Rewrite the records below, replacing "green shrub" with "leafy bush" and leaving everything else unchanged.

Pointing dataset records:
= = =
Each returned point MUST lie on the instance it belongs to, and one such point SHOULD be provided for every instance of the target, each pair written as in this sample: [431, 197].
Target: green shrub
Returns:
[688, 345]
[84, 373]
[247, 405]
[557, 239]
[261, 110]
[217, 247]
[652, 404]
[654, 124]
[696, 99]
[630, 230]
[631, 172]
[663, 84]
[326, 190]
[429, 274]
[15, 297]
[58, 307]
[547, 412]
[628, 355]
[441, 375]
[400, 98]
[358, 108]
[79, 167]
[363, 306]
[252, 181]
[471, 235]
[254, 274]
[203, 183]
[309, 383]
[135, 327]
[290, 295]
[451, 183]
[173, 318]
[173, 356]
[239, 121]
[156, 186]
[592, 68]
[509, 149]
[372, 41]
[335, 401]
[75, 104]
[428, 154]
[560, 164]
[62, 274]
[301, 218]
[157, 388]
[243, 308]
= = =
--- Written reply ---
Each returned point MUST lie on the instance it belongs to, and one such point SHOULD be provided for every instance of the target, each pair written as in this sample: [431, 197].
Target: leafy bush
Returns:
[688, 345]
[84, 373]
[247, 405]
[557, 239]
[261, 110]
[217, 247]
[652, 404]
[654, 124]
[696, 99]
[630, 230]
[631, 172]
[663, 84]
[326, 190]
[429, 274]
[15, 297]
[58, 307]
[547, 412]
[628, 355]
[441, 375]
[400, 98]
[358, 108]
[79, 167]
[363, 306]
[252, 181]
[471, 235]
[254, 274]
[203, 183]
[309, 383]
[135, 327]
[290, 295]
[451, 183]
[173, 318]
[173, 356]
[239, 121]
[156, 186]
[592, 68]
[509, 149]
[372, 41]
[335, 401]
[75, 104]
[428, 154]
[560, 164]
[62, 274]
[301, 218]
[157, 388]
[243, 308]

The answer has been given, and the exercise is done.